*** Given passage ***
US/CHC97 Trials, Interpretation

Guide to the Creation and Interpretation of the
Comparative Data Products

A comparison of swath sonar systems,
demonstrated at the
1997 US/Canada Hydrographic Commission
Coastal Multibeam Surveying Course

Ocean Mapping Group, Dept. Geodesy and Geomatics Engineering
University of New Brunswick, CANADA
506-453-4568 (ph.), 506-453-4943 (fax.), jhc@omg.unb.ca

Choice of Benchmark Survey Area

All the data is acquired over the same terrains, which are two subtidal regions of the floor of the St. Croix River in water depths ranging from 0 to 40m. The sites were chosen because they have a variety of types of short wavelength topographic features developed in outcropping bedrock. Adjacent to the bedrock are featureless regions (believed to be muddy gravel pavements) in which no short wavelength relief can be resolved. These site thus allowed one to examine both:

- the limit of spatial resolution achievable by the sonars and

- the bottom detection noise level of the sonars in regions devoid of any true topography.

over the range of water depths examined.

The following figures show the regional bathymetry, bottom morphology and bottom backscatter strength within the two regions chosen:

Deeper subtidal region (20-40m)


Depth Encoded bathymetric map of the benchmark site and surrounds The colour scale runs from 34m (blue) to 3m (pink). All depths are tidally reduced (average tidal range is 7.5m).	Sun Illuminated Topographic map showing the contrast between the rough bedrock outcrop regions and the smooth sedimented areas.	EM1000 sidescan mosaic light tones are high backscatter (White = -15dB, Black = -35dB) This image illustrates the patchy nature of the true bedrock outcrop which is partly draped in places with unconsolidated sediments.

Shallower subtidal region (0-20)


Depth Encoded bathymetric map of the benchmark site and surrounds The colour scale runs from 23 (blue) to 3m (pink). All depths are tidally reduced (average tidal range is 7.5m).	Sun Illuminated Topographic map showing the contrast between the rough bedrock outcrop regions and the smooth sedimented areas.	EM1000 sidescan mosaic light tones are high backscatter (White = -15dB, Black = -35dB) This image illustrates the patchy nature of the true bedrock outcrop which is partly draped in places with unconsolidated sediments.

gridding methodology

Data is gridded using a weighted filter. For the deeper bedrock outcrop regions the grid nodes are spaced 1.0 metres apart (whereas a 0.5m node spacing was used for the inshore area). The data is interpolated onto the nodes using a 2nd order Butterworth filter. The weighted filter dimension, has a maximum interpolation radius of 2m (1m inshore) and a flat top with a radius of 0.5m (0.25m inshore). The method used is based on :

Slootweg, A.P., 1978, Computer contouring with a digital filter: Marine Geophysical Researches, v.3, p.401-405. 1978

The weighted gridding used is optimised for data that is spaced at, or closer than, the grid node spacing. This filter is designed to interpolate over no more than a single grid node. At the same time it acts as an anti-aliasing filter to prevent noise (or seabed information at wavelengths shorter than the grid spacing) biasing the gridded result. However for the case of data that has a variable density (as does the beam density across the swath of all the sonars considered) the filter has two detrimental side effects which need to be recognised as a limitation of the filter, rather than limitations in the sonars:

for the case of beams spaced wider than twice the grid nodes, incomplete surface interpolation takes place. This is especially noticeable for the 150 degree swath sonars such as the EM1000 in 1995 and the ELAC Mk11 this year.
***
◆ What the exercise asks
Copy the passage of the sonar trials guide starting at "Choice of Benchmark" and ending at "subtidal region (20-40m)", swapping every "bedrock" for "rock".
*** Given information ***
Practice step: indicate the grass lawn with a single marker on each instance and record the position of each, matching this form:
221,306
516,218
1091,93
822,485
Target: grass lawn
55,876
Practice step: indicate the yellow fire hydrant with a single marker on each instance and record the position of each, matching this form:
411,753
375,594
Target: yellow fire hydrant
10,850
***
◆ Response to this exercise
Choice of Benchmark Survey Area

All the data is acquired over the same terrains, which are two subtidal regions of the floor of the St. Croix River in water depths ranging from 0 to 40m. The sites were chosen because they have a variety of types of short wavelength topographic features developed in outcropping rock. Adjacent to the rock are featureless regions (believed to be muddy gravel pavements) in which no short wavelength relief can be resolved. These site thus allowed one to examine both:

- the limit of spatial resolution achievable by the sonars and

- the bottom detection noise level of the sonars in regions devoid of any true topography.

over the range of water depths examined.

The following figures show the regional bathymetry, bottom morphology and bottom backscatter strength within the two regions chosen:

Deeper subtidal region (20-40m)